* **TEXTE SOURCE**:

Paul Verlaine, Poèmes saturniens (1866)

 

 

Automne

 

Dans le brouillard s'en vont un paysan cagneux

Et son bœuf lentement dans le brouillard d'automne

Qui cache les hameaux pauvres et vergogneux

 

Et s'en allant là-bas le paysan chantonne

Une chanson d'amour et d'infidélité

Qui parle d'une bague et d'un cœur que l'on brise

 

Oh! l'automne l'automne a fait mourir l'été

Dans le brouillard s'en vont deux silhouettes grises

 

Guillaume Apollinaire, Alcools (1913)

* **TRAVAIL À FAIRE**: Reproduisez fidèlement le passage du poème sur l'automne qui commence par « Qui parle d'une » et se poursuit jusqu'à « Apollinaire, Alcools (1913) ».

* **DONNÉES FOURNIES**:

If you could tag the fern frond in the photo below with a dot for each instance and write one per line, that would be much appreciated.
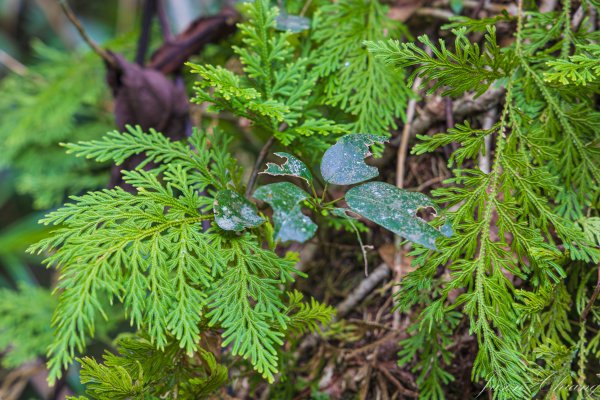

* **CORRIGÉ DE L'EXERCICE**:
Qui parle d'une bague et d'un cœur que l'on brise

 

Oh! l'automne l'automne a fait mourir l'été

Dans le brouillard s'en vont deux silhouettes grises

 

Guillaume Apollinaire, Alcools (1913)